Gather up every line from the entries below that uses the word "kindly".

** Opening Provided records block **

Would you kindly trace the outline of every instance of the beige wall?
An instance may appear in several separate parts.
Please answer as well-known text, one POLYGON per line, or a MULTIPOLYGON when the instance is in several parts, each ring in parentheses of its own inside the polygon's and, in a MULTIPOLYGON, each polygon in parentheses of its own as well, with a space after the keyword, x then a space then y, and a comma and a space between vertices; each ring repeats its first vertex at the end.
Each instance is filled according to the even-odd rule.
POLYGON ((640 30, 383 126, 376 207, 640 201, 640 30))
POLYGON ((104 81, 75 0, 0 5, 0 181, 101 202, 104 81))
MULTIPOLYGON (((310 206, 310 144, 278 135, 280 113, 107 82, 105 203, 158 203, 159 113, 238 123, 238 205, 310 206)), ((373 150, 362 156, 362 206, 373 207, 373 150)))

** Closing Provided records block **
** Opening Provided records block **

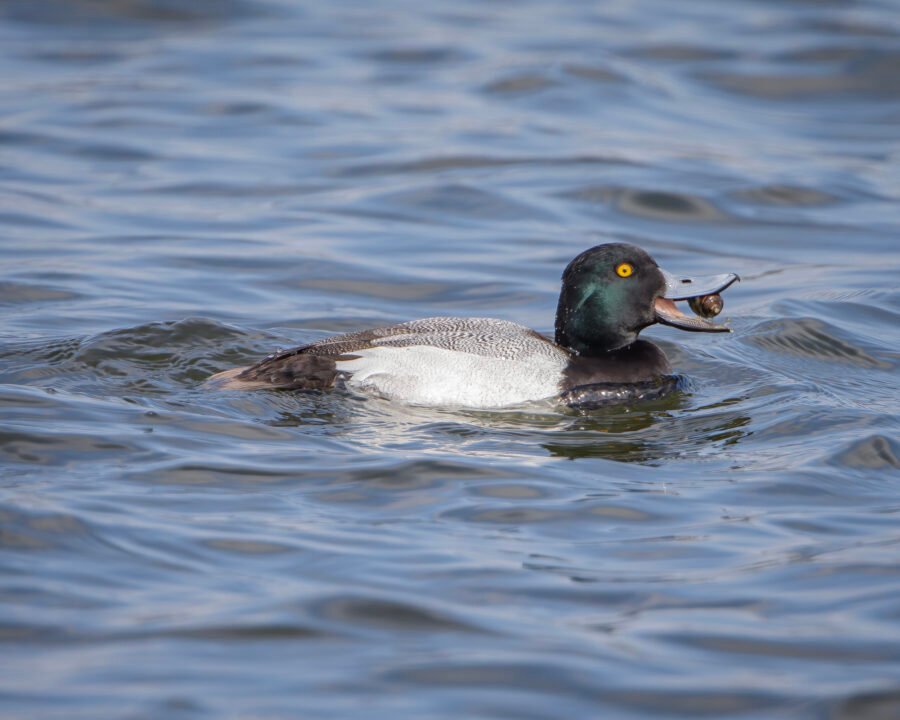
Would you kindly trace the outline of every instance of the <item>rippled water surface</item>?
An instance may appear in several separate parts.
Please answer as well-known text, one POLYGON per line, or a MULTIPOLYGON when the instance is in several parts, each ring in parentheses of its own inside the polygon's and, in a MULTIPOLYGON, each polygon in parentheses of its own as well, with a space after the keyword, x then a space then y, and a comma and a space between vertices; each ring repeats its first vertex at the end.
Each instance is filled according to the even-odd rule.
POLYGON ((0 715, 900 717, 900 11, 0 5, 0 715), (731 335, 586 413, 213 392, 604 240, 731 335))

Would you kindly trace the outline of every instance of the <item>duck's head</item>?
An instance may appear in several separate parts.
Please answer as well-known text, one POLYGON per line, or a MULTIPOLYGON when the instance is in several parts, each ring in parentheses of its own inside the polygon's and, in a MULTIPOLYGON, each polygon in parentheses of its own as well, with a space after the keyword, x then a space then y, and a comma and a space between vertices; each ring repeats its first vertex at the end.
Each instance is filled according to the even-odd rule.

** Closing Provided records block **

▶ **Response to this exercise**
Would you kindly trace the outline of every instance of the beige wall?
Would you kindly trace the outline of every instance of the <item>rippled water surface</item>?
Would you kindly trace the outline of every instance of the <item>duck's head</item>?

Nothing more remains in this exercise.